Study questions:
• a. In the text on breastfeeding and jaw development, which foods does it say our ancestors and many cultures today eat that require heavy chewing?
• b. Can you copy, word for word, the part of the text on breastfeeding and jaw development that opens with the words containing "Waiting until the" and closes with "breastfeeding our infants."?

Breast milk contains a gift from mother to child, i.e., antibodies. The immune system of an infant will not develop until age 2 at the earliest. Therefore, these antibodies are necessary to protect the infant while the immune system matures. The mouth and nasal cavity house tonsillar tissue which are a vital directive part of the immune system. How will these tissues form if we alter nature's design by denying breast milk and antibodies? Will they be recruited to enlarge beyond their normal capacity? What if we introduce an abnormal diet and allergens too early?
It is Dr. Walsh's speculation that three variables: lack of breastfeeding, altered diet from indigenous to processed food and environmental allergens combine to stimulate the formation of enlarged tonsils and adenoids. These block the normal flow of air through the nose and upper throat. The result is mouth breathing, low tongue posture and you guessed it, a small maxilla, crowded teeth, a gummy smile and a small nasal chamber.
Nature completes the development of the baby teeth around two years of age. This signals the end of the nursing phase when the toddler should alter the nursing swallow and adapt to solid food. Our ancestors and still, many cultures today, eat nuts, berries, vegetables and fruits that require heavy chewing. Chewing such foods stimulate maxillary growth. These people exhibit full faces and broad smiles.
Thumb sucking and other oral habits will progressively alter the normal development of the maxilla and teeth and can contribute to a narrow high-vaulted palate and an open bite in the front teeth. This occurs again because the tongue is displaced and the outer facial muscles squeeze inward and stifle the growth of the jaws.
We now have a formula to identify clients who present with chronic head and neck problems. Look for individuals that were not breastfed, given junk food especially at an early age and that were introduced to an allergy prone environment. These will be the individuals that typically exhibit a small maxilla, crowded teeth, a small and congested nasal cavity, a reduced airway, forward head posture, lips apart posture, mouth breathing, possibly a gummy smile, and a long lower face. They will usually report pain in the muscles of the head and neck, TMJ (temporomandibular joint) disorders, headaches, sleep apnea, atherosclerosis and arteriosclerosis, acid reflux, anxiety, depression and sleep disorders, obesity and the list goes on.
Is there a better way to deal with this you ask? Prevent these problems in the first place and follow nature's design. We can breastfeed infants, eliminate junk and processed foods from our diet and eat real food. We can catch abnormal growing faces as early as possible and redirect facial growth. We can identify abnormal airways and oral muscle function and retrain it as soon as possible.
Waiting until the permanent teeth come in crowded and then extracting teeth and putting on braces fails to address the underlying problems. Treating TMJ problems and getting a continuous positive airway pressure (CPAP) for sleep apnea and taking medications for high blood pressure, headaches, dizziness, sleep deprivation and allergies fails to address the underlying origins of these progressive disorders. Yes, we need to treat people with ailments but we also need to recognize these problems and eliminate the reasons for these progressions. Nature has provided us with a clear first step to follow through breastfeeding our infants.
As massage therapists, we spend time with people. We care about our clients. Our opportunity is to serve them as part of their early prevention team. When you notice that a client is mouth breathing, do refer them to their dentist or family physician.

Material provided:
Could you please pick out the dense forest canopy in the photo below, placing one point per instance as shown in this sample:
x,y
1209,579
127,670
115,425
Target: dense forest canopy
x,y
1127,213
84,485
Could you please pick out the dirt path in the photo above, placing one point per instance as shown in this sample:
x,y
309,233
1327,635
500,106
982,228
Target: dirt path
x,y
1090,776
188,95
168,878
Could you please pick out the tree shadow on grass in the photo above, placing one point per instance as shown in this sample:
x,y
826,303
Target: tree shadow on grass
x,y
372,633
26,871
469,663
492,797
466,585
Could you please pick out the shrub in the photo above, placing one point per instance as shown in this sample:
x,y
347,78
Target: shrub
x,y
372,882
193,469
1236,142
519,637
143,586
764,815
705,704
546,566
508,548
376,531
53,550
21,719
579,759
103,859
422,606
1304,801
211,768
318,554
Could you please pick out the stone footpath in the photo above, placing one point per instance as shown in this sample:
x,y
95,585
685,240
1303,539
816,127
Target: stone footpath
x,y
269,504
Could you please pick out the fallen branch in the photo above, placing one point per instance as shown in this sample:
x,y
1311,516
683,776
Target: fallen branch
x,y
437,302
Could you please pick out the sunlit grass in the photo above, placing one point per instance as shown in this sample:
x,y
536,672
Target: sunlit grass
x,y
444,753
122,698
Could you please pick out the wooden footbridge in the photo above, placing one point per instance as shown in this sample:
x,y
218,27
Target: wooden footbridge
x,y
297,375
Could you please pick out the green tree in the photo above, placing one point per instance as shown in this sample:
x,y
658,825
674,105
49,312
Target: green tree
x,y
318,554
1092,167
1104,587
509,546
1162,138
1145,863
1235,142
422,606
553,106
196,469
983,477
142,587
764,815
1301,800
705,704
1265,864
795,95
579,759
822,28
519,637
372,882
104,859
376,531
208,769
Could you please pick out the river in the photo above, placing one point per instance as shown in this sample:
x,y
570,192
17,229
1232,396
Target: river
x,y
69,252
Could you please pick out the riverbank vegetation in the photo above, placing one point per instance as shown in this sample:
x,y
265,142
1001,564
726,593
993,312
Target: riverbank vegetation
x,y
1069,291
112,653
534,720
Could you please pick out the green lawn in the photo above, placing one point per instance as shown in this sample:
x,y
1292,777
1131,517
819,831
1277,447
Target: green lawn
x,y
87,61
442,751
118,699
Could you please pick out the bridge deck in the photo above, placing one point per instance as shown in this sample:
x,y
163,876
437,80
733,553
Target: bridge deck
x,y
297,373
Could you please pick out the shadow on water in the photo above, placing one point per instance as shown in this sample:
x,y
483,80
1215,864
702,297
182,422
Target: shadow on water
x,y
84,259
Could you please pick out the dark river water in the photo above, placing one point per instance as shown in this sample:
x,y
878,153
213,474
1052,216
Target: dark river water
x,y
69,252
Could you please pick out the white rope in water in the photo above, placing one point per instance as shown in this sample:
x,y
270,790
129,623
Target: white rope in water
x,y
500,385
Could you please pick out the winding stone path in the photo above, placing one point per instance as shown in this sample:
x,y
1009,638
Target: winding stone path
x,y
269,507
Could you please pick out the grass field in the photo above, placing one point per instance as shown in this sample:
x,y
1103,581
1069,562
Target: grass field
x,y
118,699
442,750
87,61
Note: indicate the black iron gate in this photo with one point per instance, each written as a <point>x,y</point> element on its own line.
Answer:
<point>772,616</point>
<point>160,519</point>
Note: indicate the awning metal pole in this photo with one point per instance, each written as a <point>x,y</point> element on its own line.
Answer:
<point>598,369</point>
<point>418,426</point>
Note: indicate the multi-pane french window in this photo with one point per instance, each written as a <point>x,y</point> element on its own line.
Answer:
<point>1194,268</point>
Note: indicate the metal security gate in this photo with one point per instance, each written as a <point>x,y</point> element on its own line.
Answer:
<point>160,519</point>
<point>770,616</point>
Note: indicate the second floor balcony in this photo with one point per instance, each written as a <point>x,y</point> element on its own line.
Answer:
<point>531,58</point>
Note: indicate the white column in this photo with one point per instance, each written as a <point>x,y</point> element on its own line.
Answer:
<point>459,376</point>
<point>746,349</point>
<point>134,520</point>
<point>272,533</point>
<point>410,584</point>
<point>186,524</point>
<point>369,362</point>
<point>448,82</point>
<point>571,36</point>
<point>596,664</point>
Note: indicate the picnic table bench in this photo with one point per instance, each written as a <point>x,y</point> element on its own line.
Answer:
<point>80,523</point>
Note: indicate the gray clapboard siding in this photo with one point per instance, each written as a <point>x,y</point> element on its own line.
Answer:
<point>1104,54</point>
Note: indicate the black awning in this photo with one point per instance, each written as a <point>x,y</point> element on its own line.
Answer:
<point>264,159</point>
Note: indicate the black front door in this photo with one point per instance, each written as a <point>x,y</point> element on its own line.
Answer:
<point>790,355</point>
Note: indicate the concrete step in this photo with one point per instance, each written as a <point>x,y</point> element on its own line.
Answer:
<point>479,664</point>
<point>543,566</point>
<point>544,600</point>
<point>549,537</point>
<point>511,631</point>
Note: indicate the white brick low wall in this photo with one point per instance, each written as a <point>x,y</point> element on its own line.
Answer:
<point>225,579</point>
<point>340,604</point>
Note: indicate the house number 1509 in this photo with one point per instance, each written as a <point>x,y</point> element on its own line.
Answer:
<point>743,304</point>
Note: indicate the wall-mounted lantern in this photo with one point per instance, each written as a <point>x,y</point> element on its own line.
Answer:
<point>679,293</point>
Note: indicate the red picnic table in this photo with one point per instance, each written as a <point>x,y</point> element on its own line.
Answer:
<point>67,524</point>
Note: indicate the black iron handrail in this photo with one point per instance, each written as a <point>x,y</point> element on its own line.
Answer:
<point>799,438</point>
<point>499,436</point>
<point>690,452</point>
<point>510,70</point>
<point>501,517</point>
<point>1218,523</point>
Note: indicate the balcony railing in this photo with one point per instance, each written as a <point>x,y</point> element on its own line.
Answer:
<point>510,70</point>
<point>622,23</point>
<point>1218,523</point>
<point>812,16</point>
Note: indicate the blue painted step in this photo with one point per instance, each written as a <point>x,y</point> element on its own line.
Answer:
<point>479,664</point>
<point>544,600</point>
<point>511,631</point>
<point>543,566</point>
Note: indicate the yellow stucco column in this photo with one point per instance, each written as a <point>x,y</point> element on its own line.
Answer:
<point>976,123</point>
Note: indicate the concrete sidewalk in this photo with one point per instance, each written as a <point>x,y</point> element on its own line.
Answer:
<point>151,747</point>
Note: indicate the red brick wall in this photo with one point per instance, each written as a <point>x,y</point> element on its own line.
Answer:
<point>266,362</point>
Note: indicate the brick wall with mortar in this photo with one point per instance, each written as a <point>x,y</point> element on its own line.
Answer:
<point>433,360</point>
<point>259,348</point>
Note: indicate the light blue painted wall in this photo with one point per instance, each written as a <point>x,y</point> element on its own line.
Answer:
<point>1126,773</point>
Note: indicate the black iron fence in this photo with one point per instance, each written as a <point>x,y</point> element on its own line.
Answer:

List of solutions:
• a. Nuts, berries, vegetables and fruits.

• b.
Waiting until the permanent teeth come in crowded and then extracting teeth and putting on braces fails to address the underlying problems. Treating TMJ problems and getting a continuous positive airway pressure (CPAP) for sleep apnea and taking medications for high blood pressure, headaches, dizziness, sleep deprivation and allergies fails to address the underlying origins of these progressive disorders. Yes, we need to treat people with ailments but we also need to recognize these problems and eliminate the reasons for these progressions. Nature has provided us with a clear first step to follow through breastfeeding our infants.